## Exercise objective
Could you filter the material and copy every line where the word "race" occurs?

## Recorded data

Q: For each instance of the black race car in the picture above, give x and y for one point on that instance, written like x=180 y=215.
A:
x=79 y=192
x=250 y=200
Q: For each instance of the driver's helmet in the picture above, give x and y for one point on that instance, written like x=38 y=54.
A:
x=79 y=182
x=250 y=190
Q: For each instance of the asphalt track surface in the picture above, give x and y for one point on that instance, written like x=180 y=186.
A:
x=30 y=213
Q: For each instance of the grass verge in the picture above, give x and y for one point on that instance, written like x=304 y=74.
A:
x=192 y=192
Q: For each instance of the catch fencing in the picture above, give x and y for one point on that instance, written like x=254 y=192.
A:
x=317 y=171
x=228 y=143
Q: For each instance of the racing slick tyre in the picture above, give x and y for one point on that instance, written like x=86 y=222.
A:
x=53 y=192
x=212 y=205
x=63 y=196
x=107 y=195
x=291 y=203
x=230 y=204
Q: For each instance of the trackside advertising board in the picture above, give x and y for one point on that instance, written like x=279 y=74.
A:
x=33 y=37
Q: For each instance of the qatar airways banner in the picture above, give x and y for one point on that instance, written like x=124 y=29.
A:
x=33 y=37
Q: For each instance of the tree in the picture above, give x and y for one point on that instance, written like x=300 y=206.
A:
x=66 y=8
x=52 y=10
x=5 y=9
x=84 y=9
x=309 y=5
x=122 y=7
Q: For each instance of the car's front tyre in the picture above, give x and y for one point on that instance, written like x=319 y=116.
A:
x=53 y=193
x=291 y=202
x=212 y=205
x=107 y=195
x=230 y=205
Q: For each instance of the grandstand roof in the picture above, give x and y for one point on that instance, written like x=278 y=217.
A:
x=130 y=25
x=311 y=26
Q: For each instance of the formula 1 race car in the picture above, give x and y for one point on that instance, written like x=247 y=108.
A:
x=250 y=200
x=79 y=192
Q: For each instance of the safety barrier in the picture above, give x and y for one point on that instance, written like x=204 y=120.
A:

## Task output
Q: For each instance of the black race car in the picture above, give x and y for one point on that instance, written like x=180 y=215.
Q: For each instance of the formula 1 race car in the picture above, give x and y for one point on that instance, written like x=247 y=108.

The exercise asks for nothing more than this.